- [WORK ORDER]: The answer should contain every entry below, copied exactly.

- [SUPPLIED RECORDS]:
.....

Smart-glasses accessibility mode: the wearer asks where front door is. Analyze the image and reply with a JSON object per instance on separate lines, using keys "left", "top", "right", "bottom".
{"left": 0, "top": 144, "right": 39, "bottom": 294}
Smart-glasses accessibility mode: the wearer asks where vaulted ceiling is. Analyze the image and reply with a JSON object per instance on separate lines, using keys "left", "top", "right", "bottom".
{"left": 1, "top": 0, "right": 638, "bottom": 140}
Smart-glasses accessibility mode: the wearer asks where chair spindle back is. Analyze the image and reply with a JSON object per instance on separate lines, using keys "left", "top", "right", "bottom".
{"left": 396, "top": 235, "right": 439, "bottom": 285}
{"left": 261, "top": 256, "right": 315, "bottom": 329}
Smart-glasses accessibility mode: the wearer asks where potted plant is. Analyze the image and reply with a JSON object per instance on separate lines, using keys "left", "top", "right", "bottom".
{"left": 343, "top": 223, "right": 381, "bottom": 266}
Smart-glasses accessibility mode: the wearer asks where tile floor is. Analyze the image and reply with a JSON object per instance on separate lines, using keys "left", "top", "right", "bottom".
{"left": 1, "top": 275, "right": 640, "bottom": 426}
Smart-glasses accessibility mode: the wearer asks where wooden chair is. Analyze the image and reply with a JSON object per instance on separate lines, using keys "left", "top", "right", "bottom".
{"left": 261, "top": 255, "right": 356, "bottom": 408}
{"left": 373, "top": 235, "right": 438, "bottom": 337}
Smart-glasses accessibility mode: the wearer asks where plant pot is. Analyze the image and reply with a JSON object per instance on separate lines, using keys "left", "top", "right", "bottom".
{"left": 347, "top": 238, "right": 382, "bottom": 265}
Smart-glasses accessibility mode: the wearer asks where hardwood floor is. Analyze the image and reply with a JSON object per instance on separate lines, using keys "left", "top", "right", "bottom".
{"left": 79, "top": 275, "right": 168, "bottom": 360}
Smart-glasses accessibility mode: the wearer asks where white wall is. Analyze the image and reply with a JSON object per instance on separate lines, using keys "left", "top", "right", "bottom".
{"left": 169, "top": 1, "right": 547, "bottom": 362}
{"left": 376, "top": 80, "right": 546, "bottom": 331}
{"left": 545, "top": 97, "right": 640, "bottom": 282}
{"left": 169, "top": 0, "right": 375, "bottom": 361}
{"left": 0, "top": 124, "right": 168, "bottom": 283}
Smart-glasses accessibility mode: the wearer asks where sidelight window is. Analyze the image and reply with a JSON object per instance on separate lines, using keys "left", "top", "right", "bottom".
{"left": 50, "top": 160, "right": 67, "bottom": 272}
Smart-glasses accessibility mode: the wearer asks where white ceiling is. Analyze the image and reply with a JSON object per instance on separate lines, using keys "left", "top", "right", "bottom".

.....

- [WRITTEN REPLY]:
Smart-glasses accessibility mode: the wearer asks where front door is. Analyze the image and reply with a JSON object per instance on separate lines, using keys "left", "top", "right", "bottom".
{"left": 0, "top": 144, "right": 39, "bottom": 294}
Smart-glasses accessibility mode: the wearer asks where vaulted ceiling is. Analyze the image and reply with a JSON object per instance on separate lines, using keys "left", "top", "right", "bottom".
{"left": 1, "top": 0, "right": 638, "bottom": 140}
Smart-glasses accessibility mode: the wearer asks where chair spindle back is. Analyze the image and reply with a JSON object per instance on separate lines, using keys "left", "top", "right", "bottom".
{"left": 396, "top": 235, "right": 439, "bottom": 285}
{"left": 261, "top": 256, "right": 315, "bottom": 329}
Smart-glasses accessibility mode: the wearer asks where potted plant is. Analyze the image and reply with a JSON object per instance on separate lines, using keys "left", "top", "right", "bottom".
{"left": 343, "top": 223, "right": 381, "bottom": 266}
Smart-glasses accessibility mode: the wearer asks where tile floor is. Analyze the image and reply with a JSON object per instance on separate lines, using keys "left", "top", "right", "bottom".
{"left": 1, "top": 275, "right": 640, "bottom": 426}
Smart-glasses accessibility mode: the wearer asks where wooden chair is. Analyze the image and reply with a JSON object per instance on separate lines, using keys "left", "top", "right", "bottom".
{"left": 261, "top": 255, "right": 356, "bottom": 408}
{"left": 373, "top": 235, "right": 438, "bottom": 337}
Smart-glasses accessibility mode: the wearer asks where plant pot is. Analyze the image and reply with a JSON object per instance on separate lines, using keys "left", "top", "right", "bottom".
{"left": 347, "top": 238, "right": 382, "bottom": 265}
Smart-glasses accessibility mode: the wearer asks where hardwood floor is. Analyze the image and reply with a JSON object per instance on separate lines, using keys "left", "top", "right", "bottom".
{"left": 79, "top": 275, "right": 168, "bottom": 360}
Smart-glasses accessibility mode: the wearer asks where white wall is. Analyze the image and reply with a JSON object per instance on separate lines, using keys "left", "top", "right", "bottom".
{"left": 169, "top": 1, "right": 547, "bottom": 362}
{"left": 376, "top": 80, "right": 546, "bottom": 331}
{"left": 545, "top": 97, "right": 640, "bottom": 282}
{"left": 169, "top": 0, "right": 375, "bottom": 361}
{"left": 0, "top": 124, "right": 168, "bottom": 283}
Smart-glasses accessibility mode: the wearer asks where sidelight window is. Analyze the image and reply with a JSON object per instance on separate lines, using keys "left", "top", "right", "bottom".
{"left": 50, "top": 160, "right": 67, "bottom": 272}
Smart-glasses accessibility mode: the wearer asks where white ceiling is. Analyze the image and reply with a JSON object per instance on separate lines, using keys "left", "top", "right", "bottom".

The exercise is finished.